ASSIGNMENT: The expected answer is the data below, retyped exactly.

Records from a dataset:
[Start of section]

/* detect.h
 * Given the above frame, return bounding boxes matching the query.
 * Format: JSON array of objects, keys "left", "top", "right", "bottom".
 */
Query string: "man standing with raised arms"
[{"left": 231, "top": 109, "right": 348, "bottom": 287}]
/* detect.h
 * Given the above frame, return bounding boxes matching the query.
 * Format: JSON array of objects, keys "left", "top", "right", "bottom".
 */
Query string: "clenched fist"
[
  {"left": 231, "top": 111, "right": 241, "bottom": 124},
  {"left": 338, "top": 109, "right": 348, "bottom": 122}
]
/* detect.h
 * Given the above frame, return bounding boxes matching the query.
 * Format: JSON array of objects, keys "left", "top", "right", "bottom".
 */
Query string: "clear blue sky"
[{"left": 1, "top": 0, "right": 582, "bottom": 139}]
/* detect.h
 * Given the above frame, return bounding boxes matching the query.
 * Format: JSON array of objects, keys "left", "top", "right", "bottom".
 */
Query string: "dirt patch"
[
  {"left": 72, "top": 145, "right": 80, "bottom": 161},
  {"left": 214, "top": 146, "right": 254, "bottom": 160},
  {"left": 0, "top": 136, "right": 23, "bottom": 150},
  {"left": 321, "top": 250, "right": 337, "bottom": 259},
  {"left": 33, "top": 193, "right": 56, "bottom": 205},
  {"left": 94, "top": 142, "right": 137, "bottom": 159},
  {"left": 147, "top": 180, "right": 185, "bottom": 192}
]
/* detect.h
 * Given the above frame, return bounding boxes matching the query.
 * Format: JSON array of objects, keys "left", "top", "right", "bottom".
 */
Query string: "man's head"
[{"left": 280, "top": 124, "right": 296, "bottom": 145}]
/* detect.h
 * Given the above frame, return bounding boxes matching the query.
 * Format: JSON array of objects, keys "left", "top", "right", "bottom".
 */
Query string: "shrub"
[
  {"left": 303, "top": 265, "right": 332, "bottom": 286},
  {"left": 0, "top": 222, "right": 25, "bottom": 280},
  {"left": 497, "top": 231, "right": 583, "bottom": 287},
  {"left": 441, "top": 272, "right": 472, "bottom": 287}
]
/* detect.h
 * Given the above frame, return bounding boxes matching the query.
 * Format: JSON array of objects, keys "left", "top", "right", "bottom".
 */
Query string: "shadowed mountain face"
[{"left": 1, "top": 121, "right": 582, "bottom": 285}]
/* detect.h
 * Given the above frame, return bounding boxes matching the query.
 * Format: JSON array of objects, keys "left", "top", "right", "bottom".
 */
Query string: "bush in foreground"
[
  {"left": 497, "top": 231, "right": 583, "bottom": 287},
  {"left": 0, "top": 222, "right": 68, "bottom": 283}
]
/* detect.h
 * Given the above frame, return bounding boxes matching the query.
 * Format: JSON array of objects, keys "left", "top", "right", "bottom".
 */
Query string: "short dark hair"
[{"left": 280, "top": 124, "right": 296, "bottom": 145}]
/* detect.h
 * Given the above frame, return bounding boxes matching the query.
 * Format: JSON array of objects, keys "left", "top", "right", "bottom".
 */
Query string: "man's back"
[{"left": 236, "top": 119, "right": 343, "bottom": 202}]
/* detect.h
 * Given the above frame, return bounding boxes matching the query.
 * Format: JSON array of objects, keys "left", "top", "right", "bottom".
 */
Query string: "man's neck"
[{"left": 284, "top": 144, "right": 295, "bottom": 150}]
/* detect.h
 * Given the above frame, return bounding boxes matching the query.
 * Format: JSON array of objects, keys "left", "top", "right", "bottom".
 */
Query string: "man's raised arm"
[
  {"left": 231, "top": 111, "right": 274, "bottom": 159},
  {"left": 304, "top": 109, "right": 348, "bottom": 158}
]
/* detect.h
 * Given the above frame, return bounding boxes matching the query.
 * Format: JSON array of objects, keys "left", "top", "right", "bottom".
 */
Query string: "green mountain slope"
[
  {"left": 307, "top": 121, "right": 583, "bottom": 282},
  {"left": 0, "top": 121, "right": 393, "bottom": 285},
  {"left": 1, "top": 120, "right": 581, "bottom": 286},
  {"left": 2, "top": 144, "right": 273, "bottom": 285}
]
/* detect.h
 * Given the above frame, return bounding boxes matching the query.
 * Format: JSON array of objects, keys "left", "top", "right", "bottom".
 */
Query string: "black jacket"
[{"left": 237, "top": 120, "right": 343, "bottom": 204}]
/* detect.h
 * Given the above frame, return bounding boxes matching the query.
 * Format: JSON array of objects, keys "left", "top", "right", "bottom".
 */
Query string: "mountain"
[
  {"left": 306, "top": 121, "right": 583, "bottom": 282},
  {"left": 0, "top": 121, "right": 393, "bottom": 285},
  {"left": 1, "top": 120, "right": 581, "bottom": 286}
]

[End of section]

RESULT BELOW:
/* detect.h
 * Given the above frame, return bounding boxes matching the query.
 * Format: JSON array of objects, keys "left", "top", "right", "bottom".
 */
Query string: "man standing with raised arms"
[{"left": 231, "top": 109, "right": 348, "bottom": 287}]
/* detect.h
 * Given the above frame, return bounding boxes matching the query.
 * Format: JSON array of objects, keys "left", "top", "right", "bottom".
 */
Query string: "clenched fist"
[
  {"left": 231, "top": 111, "right": 241, "bottom": 124},
  {"left": 338, "top": 109, "right": 348, "bottom": 122}
]
/* detect.h
 * Given the above frame, return bounding boxes matching the query.
 * Format: JSON array of objects, keys "left", "top", "right", "bottom".
 */
Query string: "clear blue sky"
[{"left": 1, "top": 0, "right": 582, "bottom": 139}]
/* detect.h
 * Given the above frame, return bounding boxes matching the query.
 * Format: JSON array of objects, keys "left", "top", "right", "bottom".
 */
Query string: "dirt patch"
[
  {"left": 72, "top": 145, "right": 80, "bottom": 161},
  {"left": 214, "top": 146, "right": 254, "bottom": 160},
  {"left": 0, "top": 136, "right": 23, "bottom": 150},
  {"left": 321, "top": 250, "right": 337, "bottom": 259},
  {"left": 33, "top": 193, "right": 56, "bottom": 205},
  {"left": 94, "top": 142, "right": 137, "bottom": 159},
  {"left": 147, "top": 180, "right": 185, "bottom": 192}
]
/* detect.h
 * Given the above frame, return bounding boxes matching the query.
 * Format: JSON array of objects, keys "left", "top", "right", "bottom".
 */
Query string: "man's head"
[{"left": 280, "top": 124, "right": 296, "bottom": 145}]
/* detect.h
 * Given the above frame, return bounding boxes matching the query.
 * Format: JSON array of objects, keys "left", "top", "right", "bottom".
 */
Query string: "shrub"
[
  {"left": 303, "top": 265, "right": 332, "bottom": 286},
  {"left": 0, "top": 222, "right": 25, "bottom": 280},
  {"left": 497, "top": 231, "right": 583, "bottom": 287},
  {"left": 441, "top": 272, "right": 472, "bottom": 287}
]
/* detect.h
 * Given the above frame, return bounding boxes matching the query.
 * Format: JSON array of objects, keys "left", "top", "right", "bottom".
 */
Query string: "shadowed mountain face"
[{"left": 1, "top": 121, "right": 582, "bottom": 285}]
/* detect.h
 * Given the above frame, return bounding boxes matching the query.
 * Format: JSON array of objects, keys "left", "top", "right", "bottom".
 */
Query string: "bush in foreground"
[
  {"left": 497, "top": 231, "right": 583, "bottom": 287},
  {"left": 0, "top": 222, "right": 68, "bottom": 283}
]
/* detect.h
 * Given the above frame, return bounding boxes matching the query.
 * Format: JSON array of objects, keys "left", "top", "right", "bottom".
 */
Query string: "short dark hair"
[{"left": 280, "top": 124, "right": 296, "bottom": 145}]
/* detect.h
 * Given the above frame, return bounding boxes matching the query.
 * Format: JSON array of objects, keys "left", "top", "right", "bottom".
 */
Query string: "man's back"
[{"left": 236, "top": 119, "right": 343, "bottom": 202}]
/* detect.h
 * Given the above frame, return bounding boxes matching the query.
 * Format: JSON array of objects, keys "left", "top", "right", "bottom".
 */
Query string: "man's neck"
[{"left": 284, "top": 144, "right": 295, "bottom": 150}]
/* detect.h
 * Given the above frame, return bounding boxes matching the query.
 * Format: JSON array of objects, keys "left", "top", "right", "bottom".
 */
Query string: "man's raised arm"
[
  {"left": 231, "top": 111, "right": 274, "bottom": 159},
  {"left": 304, "top": 109, "right": 348, "bottom": 158}
]
/* detect.h
 * Given the above frame, return bounding boxes matching the query.
 * Format: JSON array of objects, keys "left", "top", "right", "bottom".
 */
Query string: "green mountain slope"
[
  {"left": 307, "top": 121, "right": 583, "bottom": 282},
  {"left": 0, "top": 121, "right": 393, "bottom": 285},
  {"left": 1, "top": 120, "right": 581, "bottom": 286},
  {"left": 2, "top": 144, "right": 273, "bottom": 285}
]
/* detect.h
 * Given the above frame, return bounding boxes matching the query.
 * Format: JSON array of objects, keys "left", "top", "right", "bottom".
 */
Query string: "black jacket"
[{"left": 237, "top": 120, "right": 343, "bottom": 204}]
/* detect.h
 * Given the above frame, return bounding boxes matching the query.
 * Format: JSON array of objects, keys "left", "top", "right", "bottom".
 */
Query string: "mountain"
[
  {"left": 306, "top": 121, "right": 583, "bottom": 282},
  {"left": 0, "top": 121, "right": 393, "bottom": 285},
  {"left": 1, "top": 120, "right": 581, "bottom": 286}
]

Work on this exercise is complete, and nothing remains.